# Kessie Barça: contratto da 6,5 mln a stagione.



## admin (3 Luglio 2022)

Come riportato da El Mundo, Kessie (che come ampiamente riferito sarà presentato mercoledì) al Barcellona guadagnerà 6,5 mln di euro a stagione.

UFFICIALE KESSIE AL BARCELLONA


----------



## Jino (3 Luglio 2022)

admin ha scritto:


> Come riportato da El Mundo, Kessie (che come ampiamente riferito sarà presentato mercoledì) al Barcellona guadagnerà 6,5 mln di euro a stagione.



Noi offrivamo 4/5 vedi Theo. Come poteva accettare?! Il calcio è questo.


----------



## Antokkmilan (3 Luglio 2022)

Il Milan ne offriva 4 netti più i bonus arrivava a 4,5 come Theo. Be che dire, se avesse voluto rimanere sarebbe rimasto oltretutto dopo le frasi dello scorso anno; ma si sa, chi vuole rimanere una soluzione la trova( Theo).


----------



## Simo98 (3 Luglio 2022)

Kessiè non ci azzecca nulla con il Barca e con quello stipendio gli rimarrà nel groppone per anni


----------



## ARKANA (3 Luglio 2022)

Jino ha scritto:


> Noi offrivamo 4/5 vedi Theo. Come poteva accettare?! Il calcio è questo.
===============
**CONSEGNA:** Trascrivi per intero, senza alcuna modifica, la discussione sul contratto di Kessie al Barcellona. Fai riferimento esclusivamente alla discussione.

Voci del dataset
===============
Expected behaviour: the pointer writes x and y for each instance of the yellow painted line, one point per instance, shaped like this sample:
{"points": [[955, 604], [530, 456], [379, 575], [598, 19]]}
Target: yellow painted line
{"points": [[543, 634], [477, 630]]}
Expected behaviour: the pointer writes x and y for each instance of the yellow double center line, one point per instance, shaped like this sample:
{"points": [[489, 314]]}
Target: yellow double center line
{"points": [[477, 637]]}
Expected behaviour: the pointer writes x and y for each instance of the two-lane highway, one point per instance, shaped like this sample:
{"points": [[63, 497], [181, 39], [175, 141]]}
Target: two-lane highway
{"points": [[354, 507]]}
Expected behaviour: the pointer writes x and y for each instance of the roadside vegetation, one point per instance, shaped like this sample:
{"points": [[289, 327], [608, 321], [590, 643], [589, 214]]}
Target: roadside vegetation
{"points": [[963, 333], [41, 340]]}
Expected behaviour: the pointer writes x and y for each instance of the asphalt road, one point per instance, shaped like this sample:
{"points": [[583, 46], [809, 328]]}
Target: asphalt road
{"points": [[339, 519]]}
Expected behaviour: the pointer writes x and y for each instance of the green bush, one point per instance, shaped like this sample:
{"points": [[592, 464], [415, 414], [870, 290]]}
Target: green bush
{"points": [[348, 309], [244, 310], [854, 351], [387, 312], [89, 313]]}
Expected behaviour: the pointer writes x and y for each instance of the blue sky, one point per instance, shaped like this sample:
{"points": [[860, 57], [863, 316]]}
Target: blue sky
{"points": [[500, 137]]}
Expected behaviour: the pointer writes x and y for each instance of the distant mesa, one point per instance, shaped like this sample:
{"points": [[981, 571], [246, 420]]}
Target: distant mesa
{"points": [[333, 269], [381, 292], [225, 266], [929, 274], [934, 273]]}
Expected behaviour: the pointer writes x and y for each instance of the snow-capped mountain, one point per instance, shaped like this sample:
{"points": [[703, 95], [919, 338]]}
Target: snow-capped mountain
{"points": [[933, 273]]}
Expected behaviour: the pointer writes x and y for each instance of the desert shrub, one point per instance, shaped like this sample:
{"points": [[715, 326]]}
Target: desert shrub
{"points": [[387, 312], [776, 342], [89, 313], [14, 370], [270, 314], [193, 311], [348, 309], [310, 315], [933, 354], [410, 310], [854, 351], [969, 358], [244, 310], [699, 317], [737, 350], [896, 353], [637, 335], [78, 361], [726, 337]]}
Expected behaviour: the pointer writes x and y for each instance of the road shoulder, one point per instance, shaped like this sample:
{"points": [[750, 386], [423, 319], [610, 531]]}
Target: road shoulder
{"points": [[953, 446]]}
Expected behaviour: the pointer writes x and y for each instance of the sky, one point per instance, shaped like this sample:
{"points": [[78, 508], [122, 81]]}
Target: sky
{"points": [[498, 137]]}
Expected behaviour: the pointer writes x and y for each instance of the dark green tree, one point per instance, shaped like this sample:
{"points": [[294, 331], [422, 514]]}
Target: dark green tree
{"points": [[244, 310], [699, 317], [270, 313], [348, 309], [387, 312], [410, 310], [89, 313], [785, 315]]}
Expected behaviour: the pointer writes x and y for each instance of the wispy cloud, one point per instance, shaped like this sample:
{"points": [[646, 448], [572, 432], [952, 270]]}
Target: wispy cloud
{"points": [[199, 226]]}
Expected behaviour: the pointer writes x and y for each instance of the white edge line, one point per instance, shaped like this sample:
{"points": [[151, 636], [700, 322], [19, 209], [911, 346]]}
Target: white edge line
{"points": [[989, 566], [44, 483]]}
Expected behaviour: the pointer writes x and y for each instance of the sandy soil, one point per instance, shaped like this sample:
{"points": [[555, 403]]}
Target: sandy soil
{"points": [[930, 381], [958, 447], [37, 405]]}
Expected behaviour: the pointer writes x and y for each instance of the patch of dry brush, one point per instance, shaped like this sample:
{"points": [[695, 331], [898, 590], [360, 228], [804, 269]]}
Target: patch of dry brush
===============
**RISPOSTA:**
# Kessie Barça: contratto da 6,5 mln a stagione.



## admin (3 Luglio 2022)

Come riportato da El Mundo, Kessie (che come ampiamente riferito sarà presentato mercoledì) al Barcellona guadagnerà 6,5 mln di euro a stagione.

UFFICIALE KESSIE AL BARCELLONA


----------



## Jino (3 Luglio 2022)

admin ha scritto:


> Come riportato da El Mundo, Kessie (che come ampiamente riferito sarà presentato mercoledì) al Barcellona guadagnerà 6,5 mln di euro a stagione.



Noi offrivamo 4/5 vedi Theo. Come poteva accettare?! Il calcio è questo.


----------



## Antokkmilan (3 Luglio 2022)

Il Milan ne offriva 4 netti più i bonus arrivava a 4,5 come Theo. Be che dire, se avesse voluto rimanere sarebbe rimasto oltretutto dopo le frasi dello scorso anno; ma si sa, chi vuole rimanere una soluzione la trova( Theo).


----------



## Simo98 (3 Luglio 2022)

Kessiè non ci azzecca nulla con il Barca e con quello stipendio gli rimarrà nel groppone per anni


----------



## ARKANA (3 Luglio 2022)

Jino ha scritto:


> Noi offrivamo 4/5 vedi Theo. Come poteva accettare?! Il calcio è questo.